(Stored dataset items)
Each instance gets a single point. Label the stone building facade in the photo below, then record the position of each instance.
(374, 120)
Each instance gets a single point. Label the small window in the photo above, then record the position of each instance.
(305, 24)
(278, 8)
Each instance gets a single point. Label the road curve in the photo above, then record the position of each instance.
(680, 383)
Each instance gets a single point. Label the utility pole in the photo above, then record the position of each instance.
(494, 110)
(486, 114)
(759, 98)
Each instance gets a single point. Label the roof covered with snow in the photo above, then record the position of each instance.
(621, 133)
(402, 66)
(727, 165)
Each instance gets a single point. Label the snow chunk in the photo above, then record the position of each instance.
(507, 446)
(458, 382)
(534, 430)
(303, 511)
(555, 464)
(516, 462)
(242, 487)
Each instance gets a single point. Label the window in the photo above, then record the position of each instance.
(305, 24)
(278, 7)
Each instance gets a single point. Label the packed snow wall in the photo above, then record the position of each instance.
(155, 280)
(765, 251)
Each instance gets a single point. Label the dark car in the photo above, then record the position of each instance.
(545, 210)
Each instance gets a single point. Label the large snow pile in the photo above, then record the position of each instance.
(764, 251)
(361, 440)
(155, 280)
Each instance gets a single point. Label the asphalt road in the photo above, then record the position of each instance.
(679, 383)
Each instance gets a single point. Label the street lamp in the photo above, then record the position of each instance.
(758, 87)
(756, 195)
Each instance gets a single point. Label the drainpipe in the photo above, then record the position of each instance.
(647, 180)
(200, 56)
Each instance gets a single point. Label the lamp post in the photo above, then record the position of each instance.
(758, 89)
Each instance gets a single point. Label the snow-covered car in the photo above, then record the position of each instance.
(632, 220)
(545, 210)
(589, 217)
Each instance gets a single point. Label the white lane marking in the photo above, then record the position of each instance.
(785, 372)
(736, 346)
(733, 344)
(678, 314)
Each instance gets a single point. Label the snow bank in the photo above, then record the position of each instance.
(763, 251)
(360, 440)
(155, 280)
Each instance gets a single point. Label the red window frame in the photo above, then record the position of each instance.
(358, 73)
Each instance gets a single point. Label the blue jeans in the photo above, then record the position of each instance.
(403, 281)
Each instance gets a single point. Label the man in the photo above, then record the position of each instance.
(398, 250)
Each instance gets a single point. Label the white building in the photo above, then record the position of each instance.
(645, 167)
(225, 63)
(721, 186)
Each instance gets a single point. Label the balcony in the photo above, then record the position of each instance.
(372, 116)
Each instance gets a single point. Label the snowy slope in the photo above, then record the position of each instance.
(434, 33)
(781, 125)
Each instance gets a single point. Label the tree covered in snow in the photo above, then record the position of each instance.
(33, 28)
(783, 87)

**THE PROBLEM**
Copy out exactly the lines from the line with "Each instance gets a single point. Label the white lane" to the end of the listing, including both of those lines, and give nothing else.

**TASK ANSWER**
Each instance gets a single point. Label the white lane marking in the photo above, then record the position of each instance.
(785, 372)
(736, 346)
(733, 344)
(678, 314)
Each instance gets a single point. Label the snow bank in the photo above, then record the position of each instance.
(763, 251)
(360, 440)
(155, 280)
Each instance gets a single point. Label the red window frame in the photo above, then record the position of each instance.
(358, 73)
Each instance gets a single point. Label the blue jeans in the photo above, then record the position of each instance.
(403, 281)
Each instance gets a single point. Label the man in the photo above, then record the position of each instance.
(398, 250)
Each instance gets a single point. Label the white building in the photo above, then record the position of each instance.
(645, 167)
(225, 63)
(721, 186)
Each instance gets a single point. Label the balcony in the photo above, then record the position of each instance.
(372, 116)
Each instance gets a single point. Label the snowy slope in the photo above, then record the position of each instance.
(434, 33)
(781, 125)
Each instance gets a single point. Label the tree covered in snow in the photo above, then record the position of each instance.
(33, 28)
(783, 87)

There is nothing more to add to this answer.